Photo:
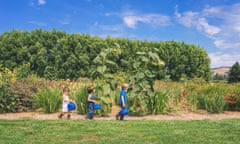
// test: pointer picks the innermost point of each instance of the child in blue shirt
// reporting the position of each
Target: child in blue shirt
(91, 102)
(122, 100)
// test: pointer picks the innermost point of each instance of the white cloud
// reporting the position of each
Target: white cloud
(131, 20)
(221, 59)
(37, 23)
(219, 23)
(194, 19)
(222, 44)
(41, 2)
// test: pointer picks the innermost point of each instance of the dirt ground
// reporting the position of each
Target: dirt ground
(199, 115)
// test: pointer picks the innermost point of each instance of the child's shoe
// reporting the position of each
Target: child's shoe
(69, 116)
(60, 116)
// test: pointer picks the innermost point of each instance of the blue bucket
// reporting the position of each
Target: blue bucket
(124, 111)
(97, 106)
(71, 106)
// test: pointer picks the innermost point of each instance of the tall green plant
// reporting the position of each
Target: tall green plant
(157, 102)
(214, 103)
(81, 100)
(49, 99)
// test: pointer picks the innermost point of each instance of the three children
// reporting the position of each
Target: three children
(65, 102)
(91, 101)
(122, 101)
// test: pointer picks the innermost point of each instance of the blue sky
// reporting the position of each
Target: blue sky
(211, 24)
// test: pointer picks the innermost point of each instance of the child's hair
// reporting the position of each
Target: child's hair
(124, 85)
(90, 89)
(66, 89)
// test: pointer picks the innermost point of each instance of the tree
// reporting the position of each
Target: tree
(234, 74)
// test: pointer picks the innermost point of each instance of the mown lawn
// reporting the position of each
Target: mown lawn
(29, 131)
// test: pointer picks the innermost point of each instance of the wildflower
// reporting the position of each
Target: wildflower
(226, 97)
(231, 102)
(183, 93)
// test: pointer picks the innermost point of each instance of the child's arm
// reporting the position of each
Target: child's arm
(89, 99)
(64, 98)
(123, 102)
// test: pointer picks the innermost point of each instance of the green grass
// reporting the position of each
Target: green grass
(29, 131)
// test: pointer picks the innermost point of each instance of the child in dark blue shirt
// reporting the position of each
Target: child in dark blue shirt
(122, 100)
(91, 102)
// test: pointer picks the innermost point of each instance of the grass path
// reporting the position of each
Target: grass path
(200, 115)
(32, 131)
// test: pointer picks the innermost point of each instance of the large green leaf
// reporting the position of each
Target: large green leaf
(101, 69)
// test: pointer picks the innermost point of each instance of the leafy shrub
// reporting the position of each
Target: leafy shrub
(7, 100)
(23, 72)
(49, 99)
(23, 91)
(157, 102)
(81, 100)
(214, 103)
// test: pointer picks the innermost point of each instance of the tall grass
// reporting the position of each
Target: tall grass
(27, 131)
(81, 100)
(48, 99)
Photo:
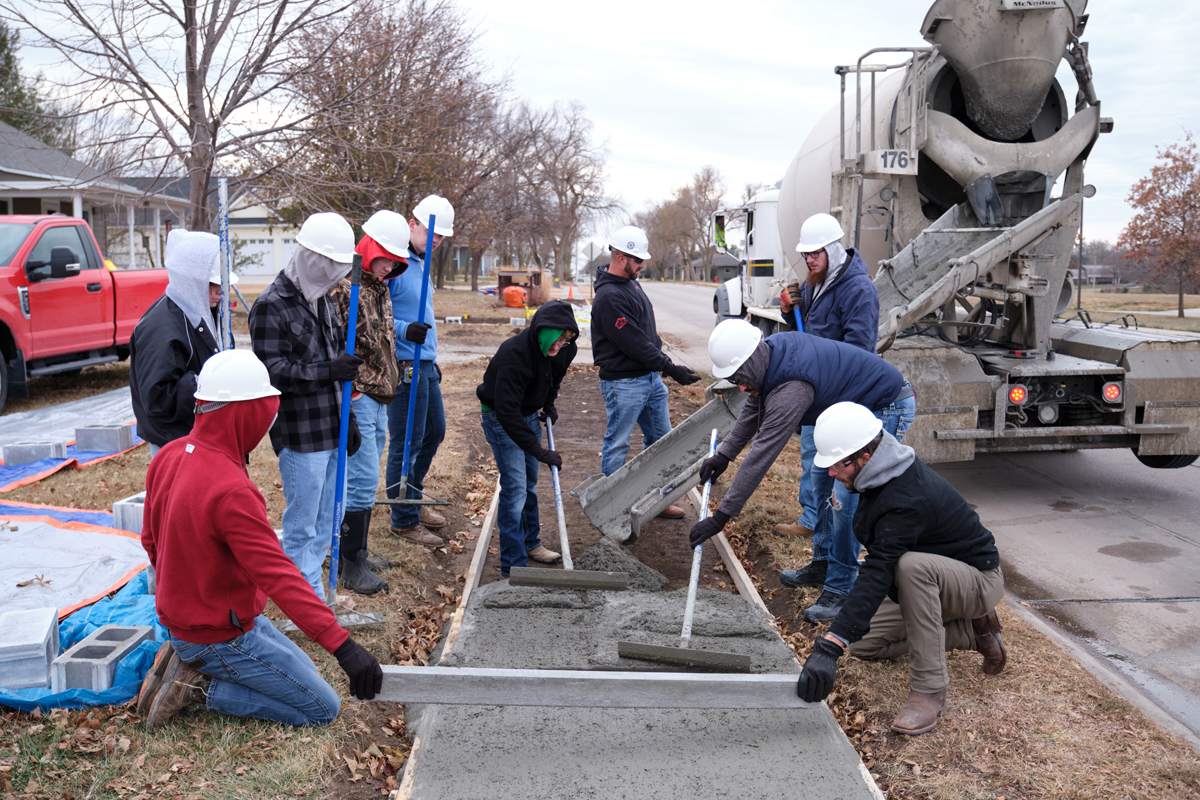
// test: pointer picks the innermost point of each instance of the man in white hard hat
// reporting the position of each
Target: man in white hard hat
(173, 340)
(294, 330)
(627, 348)
(217, 561)
(791, 379)
(839, 302)
(384, 251)
(931, 577)
(419, 383)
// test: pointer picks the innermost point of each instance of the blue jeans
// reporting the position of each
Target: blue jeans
(429, 431)
(516, 513)
(833, 537)
(263, 674)
(628, 401)
(363, 468)
(310, 482)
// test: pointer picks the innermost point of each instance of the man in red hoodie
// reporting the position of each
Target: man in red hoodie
(217, 560)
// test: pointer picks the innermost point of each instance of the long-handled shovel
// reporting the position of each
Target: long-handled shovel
(570, 577)
(684, 655)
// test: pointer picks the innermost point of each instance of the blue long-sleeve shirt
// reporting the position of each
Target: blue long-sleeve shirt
(406, 298)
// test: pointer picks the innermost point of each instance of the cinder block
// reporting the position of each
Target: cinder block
(29, 642)
(127, 513)
(91, 663)
(105, 438)
(23, 453)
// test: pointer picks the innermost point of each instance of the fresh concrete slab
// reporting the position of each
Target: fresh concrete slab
(29, 642)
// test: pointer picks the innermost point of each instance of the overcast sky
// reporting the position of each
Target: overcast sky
(739, 85)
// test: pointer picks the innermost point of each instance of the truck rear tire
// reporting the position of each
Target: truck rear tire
(1167, 462)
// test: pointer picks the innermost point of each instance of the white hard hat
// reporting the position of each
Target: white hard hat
(328, 234)
(819, 230)
(441, 208)
(730, 344)
(631, 240)
(233, 376)
(841, 431)
(390, 229)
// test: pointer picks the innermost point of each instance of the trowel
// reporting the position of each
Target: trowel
(569, 577)
(684, 655)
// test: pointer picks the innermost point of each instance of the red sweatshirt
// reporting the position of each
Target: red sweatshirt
(207, 533)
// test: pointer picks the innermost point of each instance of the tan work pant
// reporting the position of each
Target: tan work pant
(939, 597)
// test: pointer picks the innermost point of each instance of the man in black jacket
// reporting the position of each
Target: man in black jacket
(931, 577)
(627, 348)
(520, 386)
(173, 340)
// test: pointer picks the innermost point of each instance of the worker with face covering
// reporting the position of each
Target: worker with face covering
(173, 340)
(294, 330)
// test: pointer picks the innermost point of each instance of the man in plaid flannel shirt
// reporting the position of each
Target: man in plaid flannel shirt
(294, 330)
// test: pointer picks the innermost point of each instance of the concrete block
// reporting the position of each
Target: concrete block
(91, 663)
(105, 438)
(23, 453)
(29, 642)
(127, 513)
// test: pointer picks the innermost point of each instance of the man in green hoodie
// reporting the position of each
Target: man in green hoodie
(519, 391)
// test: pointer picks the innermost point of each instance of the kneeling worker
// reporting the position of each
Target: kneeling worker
(520, 386)
(217, 560)
(931, 577)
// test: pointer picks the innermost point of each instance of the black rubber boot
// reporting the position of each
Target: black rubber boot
(352, 565)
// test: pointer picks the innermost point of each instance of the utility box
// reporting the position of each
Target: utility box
(29, 642)
(27, 452)
(105, 438)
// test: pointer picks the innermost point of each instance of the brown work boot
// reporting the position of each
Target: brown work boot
(791, 529)
(418, 535)
(431, 518)
(153, 681)
(989, 643)
(919, 713)
(180, 687)
(672, 512)
(543, 554)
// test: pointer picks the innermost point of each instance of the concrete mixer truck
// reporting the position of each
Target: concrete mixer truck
(957, 169)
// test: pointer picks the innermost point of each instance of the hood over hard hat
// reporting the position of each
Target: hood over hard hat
(191, 258)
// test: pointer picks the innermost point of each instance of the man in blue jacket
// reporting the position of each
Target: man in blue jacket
(421, 383)
(627, 348)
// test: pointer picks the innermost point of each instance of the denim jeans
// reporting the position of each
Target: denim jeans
(263, 674)
(516, 513)
(833, 537)
(309, 488)
(429, 431)
(628, 401)
(363, 468)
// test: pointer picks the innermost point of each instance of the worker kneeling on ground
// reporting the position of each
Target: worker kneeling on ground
(217, 560)
(931, 577)
(520, 388)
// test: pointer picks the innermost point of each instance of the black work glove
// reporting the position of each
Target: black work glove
(681, 374)
(820, 672)
(345, 367)
(706, 529)
(713, 467)
(363, 669)
(353, 437)
(551, 457)
(415, 332)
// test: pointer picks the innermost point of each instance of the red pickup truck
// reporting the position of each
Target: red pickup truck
(60, 308)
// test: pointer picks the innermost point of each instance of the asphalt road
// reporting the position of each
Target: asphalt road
(1104, 549)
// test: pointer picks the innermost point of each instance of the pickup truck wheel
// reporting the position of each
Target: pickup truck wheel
(1167, 462)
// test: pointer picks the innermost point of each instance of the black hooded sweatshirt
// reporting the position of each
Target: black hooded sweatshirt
(520, 380)
(624, 338)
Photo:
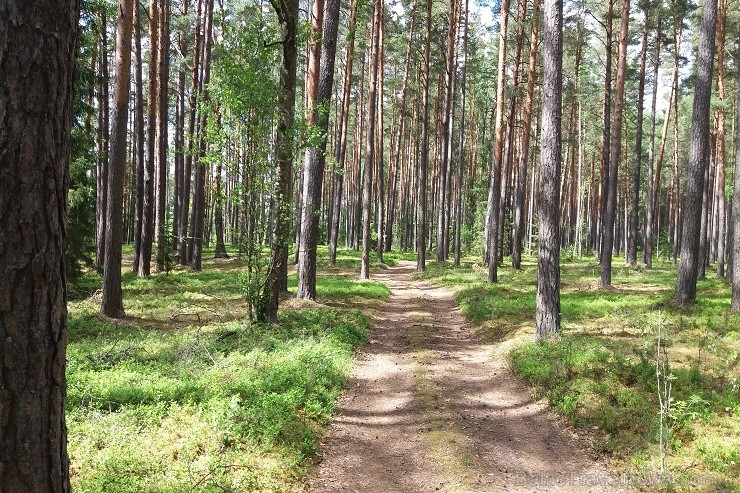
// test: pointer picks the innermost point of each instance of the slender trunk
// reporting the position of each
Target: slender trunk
(112, 299)
(494, 194)
(314, 173)
(421, 196)
(370, 141)
(516, 257)
(614, 153)
(649, 209)
(635, 204)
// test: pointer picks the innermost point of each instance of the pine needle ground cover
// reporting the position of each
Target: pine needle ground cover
(600, 372)
(184, 395)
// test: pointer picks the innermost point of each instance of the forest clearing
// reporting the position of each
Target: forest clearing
(369, 245)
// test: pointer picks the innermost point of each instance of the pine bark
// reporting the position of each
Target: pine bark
(421, 195)
(287, 13)
(516, 257)
(338, 183)
(316, 156)
(699, 149)
(163, 59)
(367, 171)
(614, 153)
(494, 194)
(112, 301)
(548, 266)
(37, 60)
(635, 203)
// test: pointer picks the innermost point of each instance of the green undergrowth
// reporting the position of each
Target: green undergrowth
(184, 395)
(600, 372)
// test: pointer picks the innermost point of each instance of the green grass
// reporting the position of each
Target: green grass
(600, 371)
(184, 395)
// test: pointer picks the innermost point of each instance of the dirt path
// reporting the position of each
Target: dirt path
(428, 409)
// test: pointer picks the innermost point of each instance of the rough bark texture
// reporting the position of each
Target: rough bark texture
(421, 235)
(635, 203)
(614, 153)
(494, 193)
(287, 13)
(342, 140)
(698, 158)
(112, 302)
(649, 211)
(548, 266)
(37, 49)
(199, 183)
(163, 59)
(367, 170)
(147, 225)
(516, 254)
(734, 274)
(313, 179)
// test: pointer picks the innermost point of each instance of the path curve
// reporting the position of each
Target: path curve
(428, 409)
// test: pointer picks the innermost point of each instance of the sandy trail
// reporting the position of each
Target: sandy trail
(428, 409)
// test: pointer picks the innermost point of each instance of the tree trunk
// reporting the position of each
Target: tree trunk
(103, 146)
(494, 195)
(112, 302)
(287, 13)
(37, 60)
(140, 141)
(421, 196)
(548, 266)
(698, 158)
(148, 222)
(342, 140)
(163, 72)
(316, 157)
(649, 201)
(635, 204)
(516, 253)
(614, 153)
(370, 141)
(461, 160)
(199, 236)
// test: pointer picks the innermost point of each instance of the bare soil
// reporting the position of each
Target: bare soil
(428, 408)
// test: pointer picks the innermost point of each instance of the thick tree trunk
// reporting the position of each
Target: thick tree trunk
(614, 153)
(548, 266)
(287, 13)
(316, 157)
(37, 63)
(635, 203)
(699, 150)
(494, 194)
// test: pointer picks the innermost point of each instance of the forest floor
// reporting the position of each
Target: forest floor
(430, 407)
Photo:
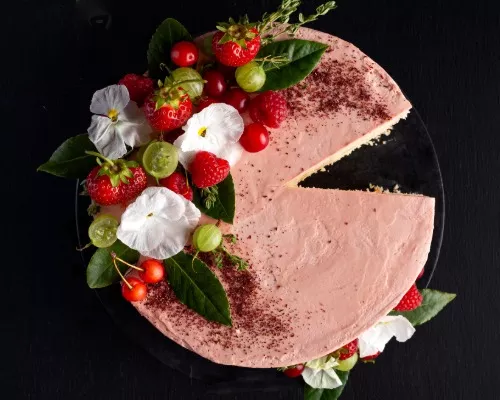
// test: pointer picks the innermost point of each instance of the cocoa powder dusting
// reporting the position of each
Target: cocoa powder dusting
(336, 87)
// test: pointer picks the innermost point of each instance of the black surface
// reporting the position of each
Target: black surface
(59, 342)
(405, 158)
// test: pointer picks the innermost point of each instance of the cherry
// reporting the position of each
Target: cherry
(184, 54)
(205, 101)
(216, 84)
(153, 271)
(237, 98)
(255, 138)
(138, 291)
(295, 371)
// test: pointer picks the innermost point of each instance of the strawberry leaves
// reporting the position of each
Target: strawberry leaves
(70, 159)
(168, 33)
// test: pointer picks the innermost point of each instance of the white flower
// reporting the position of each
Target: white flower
(119, 122)
(375, 338)
(158, 223)
(216, 129)
(320, 374)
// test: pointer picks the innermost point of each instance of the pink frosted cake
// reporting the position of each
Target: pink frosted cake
(207, 226)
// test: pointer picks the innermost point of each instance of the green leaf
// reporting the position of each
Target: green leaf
(434, 301)
(326, 394)
(101, 272)
(196, 286)
(168, 33)
(302, 55)
(224, 206)
(70, 160)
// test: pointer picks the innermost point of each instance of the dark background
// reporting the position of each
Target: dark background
(60, 344)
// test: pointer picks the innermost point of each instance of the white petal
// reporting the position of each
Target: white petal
(111, 97)
(321, 378)
(158, 223)
(108, 141)
(375, 338)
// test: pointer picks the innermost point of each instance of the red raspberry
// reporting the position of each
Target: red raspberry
(411, 300)
(208, 170)
(269, 108)
(139, 87)
(177, 183)
(348, 350)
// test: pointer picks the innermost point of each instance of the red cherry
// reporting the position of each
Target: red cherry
(138, 291)
(206, 101)
(216, 84)
(237, 98)
(153, 271)
(255, 138)
(295, 371)
(184, 54)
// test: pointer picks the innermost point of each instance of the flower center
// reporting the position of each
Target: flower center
(113, 114)
(202, 131)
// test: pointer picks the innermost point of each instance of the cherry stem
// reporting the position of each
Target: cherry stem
(93, 153)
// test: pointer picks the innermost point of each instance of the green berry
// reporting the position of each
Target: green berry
(348, 364)
(207, 238)
(250, 77)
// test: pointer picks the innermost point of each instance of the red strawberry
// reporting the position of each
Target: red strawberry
(139, 87)
(371, 358)
(208, 170)
(348, 350)
(115, 182)
(168, 109)
(177, 183)
(269, 108)
(411, 300)
(237, 45)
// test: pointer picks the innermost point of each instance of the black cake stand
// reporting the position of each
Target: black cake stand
(405, 158)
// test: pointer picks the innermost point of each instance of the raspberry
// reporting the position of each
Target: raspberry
(177, 183)
(208, 170)
(269, 108)
(411, 300)
(348, 350)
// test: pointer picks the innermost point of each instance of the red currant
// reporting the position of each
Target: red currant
(184, 54)
(237, 98)
(255, 138)
(295, 371)
(138, 291)
(153, 271)
(216, 84)
(205, 101)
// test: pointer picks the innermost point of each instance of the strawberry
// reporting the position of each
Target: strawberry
(236, 44)
(115, 182)
(411, 300)
(139, 87)
(269, 108)
(177, 183)
(168, 108)
(208, 170)
(348, 350)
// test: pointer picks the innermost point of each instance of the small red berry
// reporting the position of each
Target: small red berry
(255, 138)
(348, 350)
(177, 183)
(411, 300)
(139, 87)
(153, 271)
(237, 98)
(295, 371)
(184, 54)
(269, 108)
(205, 101)
(216, 83)
(138, 292)
(208, 170)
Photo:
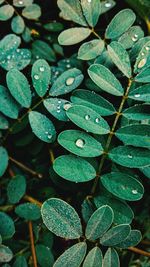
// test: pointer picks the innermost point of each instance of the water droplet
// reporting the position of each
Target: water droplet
(87, 117)
(70, 81)
(142, 63)
(36, 77)
(80, 143)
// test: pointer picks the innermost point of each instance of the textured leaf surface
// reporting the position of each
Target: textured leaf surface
(61, 218)
(74, 168)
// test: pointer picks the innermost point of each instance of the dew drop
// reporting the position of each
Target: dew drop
(70, 81)
(80, 143)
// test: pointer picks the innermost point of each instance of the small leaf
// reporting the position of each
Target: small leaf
(74, 168)
(99, 222)
(94, 101)
(91, 10)
(7, 227)
(105, 79)
(41, 75)
(80, 143)
(16, 189)
(72, 256)
(123, 186)
(137, 112)
(61, 218)
(73, 36)
(66, 82)
(131, 157)
(115, 235)
(88, 119)
(94, 258)
(111, 258)
(132, 239)
(4, 160)
(91, 49)
(19, 87)
(28, 211)
(120, 58)
(135, 135)
(120, 23)
(42, 127)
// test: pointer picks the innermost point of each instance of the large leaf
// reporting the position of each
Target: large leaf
(99, 222)
(80, 143)
(135, 135)
(88, 119)
(42, 127)
(73, 35)
(72, 256)
(105, 79)
(94, 258)
(123, 186)
(94, 101)
(120, 23)
(74, 168)
(120, 58)
(131, 157)
(61, 218)
(115, 235)
(66, 82)
(19, 87)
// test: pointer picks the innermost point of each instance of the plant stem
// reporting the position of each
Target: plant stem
(32, 244)
(110, 137)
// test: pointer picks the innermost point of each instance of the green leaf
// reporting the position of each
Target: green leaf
(7, 227)
(8, 105)
(91, 49)
(73, 35)
(44, 256)
(74, 169)
(94, 258)
(122, 212)
(88, 119)
(115, 235)
(72, 10)
(141, 93)
(111, 258)
(130, 37)
(57, 107)
(123, 186)
(137, 112)
(120, 58)
(41, 74)
(91, 10)
(72, 256)
(99, 222)
(132, 239)
(16, 189)
(19, 87)
(6, 12)
(135, 135)
(120, 23)
(94, 101)
(42, 127)
(66, 82)
(105, 79)
(28, 211)
(143, 76)
(5, 253)
(61, 218)
(80, 143)
(4, 160)
(17, 24)
(131, 157)
(32, 12)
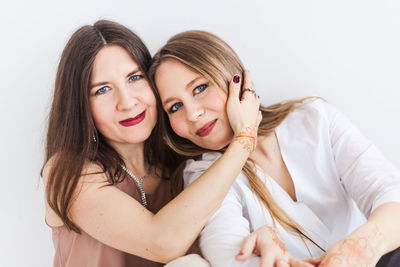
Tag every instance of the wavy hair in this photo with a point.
(72, 139)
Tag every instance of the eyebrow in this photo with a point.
(186, 87)
(104, 83)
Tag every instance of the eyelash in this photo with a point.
(174, 108)
(133, 78)
(100, 93)
(137, 76)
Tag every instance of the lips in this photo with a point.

- - - - - - -

## WORK TO COMPLETE:
Copy the records from the line with "Tag every instance of the eyebrow" through the end, swapping "with a point" for "with a dot" wherever it appears and changing nothing else. Give only those lines.

## TASK OUTPUT:
Tag every instance of the eyebrow in this photo with a dot.
(186, 87)
(104, 83)
Tag every instance of the eyelash in this photo with a dot.
(174, 108)
(133, 78)
(100, 93)
(137, 76)
Tag every instance of the lips in this photo with a dot.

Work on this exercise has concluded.